The entries below are to be written out again without alteration.

==============================

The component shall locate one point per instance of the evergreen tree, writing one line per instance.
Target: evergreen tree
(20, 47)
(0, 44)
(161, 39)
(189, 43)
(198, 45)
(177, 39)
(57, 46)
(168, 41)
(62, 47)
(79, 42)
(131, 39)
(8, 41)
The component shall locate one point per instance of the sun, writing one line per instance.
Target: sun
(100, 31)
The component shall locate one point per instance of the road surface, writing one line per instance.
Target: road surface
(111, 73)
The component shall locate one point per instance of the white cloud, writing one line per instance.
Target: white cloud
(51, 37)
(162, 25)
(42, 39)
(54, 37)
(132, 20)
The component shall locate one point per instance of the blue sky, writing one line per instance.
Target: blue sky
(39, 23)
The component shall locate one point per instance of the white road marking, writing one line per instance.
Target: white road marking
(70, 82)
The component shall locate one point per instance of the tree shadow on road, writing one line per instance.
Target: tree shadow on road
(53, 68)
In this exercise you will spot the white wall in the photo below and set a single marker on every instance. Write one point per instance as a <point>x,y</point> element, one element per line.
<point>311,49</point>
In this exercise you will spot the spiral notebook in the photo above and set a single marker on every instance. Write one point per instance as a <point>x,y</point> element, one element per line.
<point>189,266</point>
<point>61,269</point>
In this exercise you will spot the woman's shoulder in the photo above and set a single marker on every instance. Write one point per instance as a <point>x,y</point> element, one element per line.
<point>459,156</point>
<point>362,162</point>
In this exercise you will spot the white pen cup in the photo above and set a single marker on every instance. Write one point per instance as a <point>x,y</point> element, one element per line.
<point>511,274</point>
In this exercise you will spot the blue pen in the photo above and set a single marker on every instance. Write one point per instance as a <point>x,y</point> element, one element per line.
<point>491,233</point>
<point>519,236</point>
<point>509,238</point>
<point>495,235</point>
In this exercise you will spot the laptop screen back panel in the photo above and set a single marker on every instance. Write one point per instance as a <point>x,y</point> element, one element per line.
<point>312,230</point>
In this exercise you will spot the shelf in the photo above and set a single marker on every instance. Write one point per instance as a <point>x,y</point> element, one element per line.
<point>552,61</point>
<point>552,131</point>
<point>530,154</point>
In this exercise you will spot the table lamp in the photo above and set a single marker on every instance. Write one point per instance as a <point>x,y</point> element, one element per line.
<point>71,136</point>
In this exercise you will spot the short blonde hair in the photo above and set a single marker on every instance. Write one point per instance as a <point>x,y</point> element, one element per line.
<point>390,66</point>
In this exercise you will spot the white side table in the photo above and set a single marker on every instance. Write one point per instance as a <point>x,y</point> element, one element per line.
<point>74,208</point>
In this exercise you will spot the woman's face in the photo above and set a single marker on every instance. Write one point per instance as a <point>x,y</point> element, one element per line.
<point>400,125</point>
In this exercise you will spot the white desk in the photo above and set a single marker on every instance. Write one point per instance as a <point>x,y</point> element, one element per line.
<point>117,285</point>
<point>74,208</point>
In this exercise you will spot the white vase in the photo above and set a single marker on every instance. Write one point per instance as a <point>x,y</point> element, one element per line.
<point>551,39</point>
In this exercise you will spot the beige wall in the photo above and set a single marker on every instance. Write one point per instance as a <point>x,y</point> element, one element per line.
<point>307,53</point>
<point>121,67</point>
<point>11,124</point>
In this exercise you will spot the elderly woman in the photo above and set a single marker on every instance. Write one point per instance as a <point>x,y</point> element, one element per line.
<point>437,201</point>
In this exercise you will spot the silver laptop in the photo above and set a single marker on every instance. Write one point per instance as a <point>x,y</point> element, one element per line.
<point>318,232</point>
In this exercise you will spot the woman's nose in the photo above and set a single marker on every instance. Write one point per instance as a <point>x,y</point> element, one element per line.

==============================

Response to the task:
The component shall locate one point per instance of the evergreen tree, writing one line per instance.
Target: evergreen tree
(20, 47)
(0, 44)
(161, 39)
(189, 43)
(198, 45)
(177, 39)
(57, 46)
(168, 41)
(62, 47)
(79, 42)
(131, 39)
(8, 41)
The component shall locate one point per instance of the sun, writing one line per instance.
Target: sun
(100, 31)
The component shall locate one point per instance of the road surface, writing one line per instance.
Target: road surface
(111, 73)
The component shall locate one point per instance of the white cloud, writing one line per instance.
Target: white cloud
(51, 37)
(162, 25)
(42, 39)
(54, 37)
(132, 20)
The component shall locate one point per instance of the blue sky, writing one line per instance.
Target: blue sky
(39, 23)
The component shall locate one point per instance of the white road marking, writing one line per instance.
Target: white road marking
(70, 82)
The component shall locate one point per instance of the tree shadow on road, writing one line per instance.
Target: tree shadow on road
(53, 68)
In this exercise you will spot the white wall in the photo below and set a single marker on every instance. Write one point per instance as a <point>x,y</point> element, one element per line.
<point>311,49</point>
In this exercise you will spot the spiral notebook in the photo above and set a single marker on every instance. Write one point per instance as a <point>x,y</point> element, one element per line.
<point>189,266</point>
<point>61,269</point>
In this exercise you will spot the woman's shoulder in the photo above and set a single marker on every instance. Write one point per instance as a <point>x,y</point> element, one element per line.
<point>459,156</point>
<point>362,162</point>
In this exercise you will spot the white pen cup in the photo above and set a single marker on every instance. Write one point per instance as a <point>x,y</point> element, one element per line.
<point>511,274</point>
In this exercise you will spot the blue pen in the photo above and set a single marker on every instance. Write one point per instance as a <point>x,y</point> element, one element per line.
<point>491,233</point>
<point>519,236</point>
<point>509,238</point>
<point>495,235</point>
In this exercise you will spot the laptop screen back panel in the photo above and set a single marker on every instance. Write one point per instance as a <point>x,y</point> element, one element per line.
<point>312,230</point>
In this exercise you will spot the shelf in the photo above and set a single marker on every instance. Write one point per instance as a <point>x,y</point> element, one element per line.
<point>552,61</point>
<point>552,131</point>
<point>530,154</point>
In this exercise you will spot the table lamp in the photo above and set a single marker on every instance. Write one point per instance as a <point>x,y</point> element, one element per line.
<point>71,136</point>
In this exercise you will spot the short blonde hair in the photo above and set a single marker on every instance. Write one point per instance as a <point>x,y</point> element, one element per line.
<point>390,66</point>
In this exercise you will spot the white side table in the photo above and set a single marker on every instance. Write one point per instance as a <point>x,y</point> element, one element per line.
<point>74,208</point>
In this exercise you will spot the woman's face in the photo above and set a single marker on every instance. Write one point per instance as a <point>x,y</point> element, one element per line.
<point>400,125</point>
In this exercise you will spot the white desk in the photo above and set a single marker on every instance. Write one point per instance as a <point>x,y</point> element, one element per line.
<point>117,285</point>
<point>74,208</point>
In this exercise you will spot the white vase in the photo above and set a single marker on every instance. Write one point per instance as a <point>x,y</point> element, one element per line.
<point>551,39</point>
In this exercise you will spot the beige wall in the photo above and set a single marker on every instance. Write one point per instance as a <point>x,y</point> element, one element per line.
<point>307,53</point>
<point>121,67</point>
<point>11,124</point>
In this exercise you will spot the elderly woman in the photo above and set a single marker on every instance. Write one point per instance as a <point>x,y</point> element, one element per line.
<point>437,201</point>
In this exercise you will spot the silver laptop in the photo above and set a single marker on every instance. Write one point per instance as a <point>x,y</point> element, one element per line.
<point>318,232</point>
In this exercise you will spot the woman's nose in the photo above and set a single marker on every instance. Write one point per instance as a <point>x,y</point> element, one element per line.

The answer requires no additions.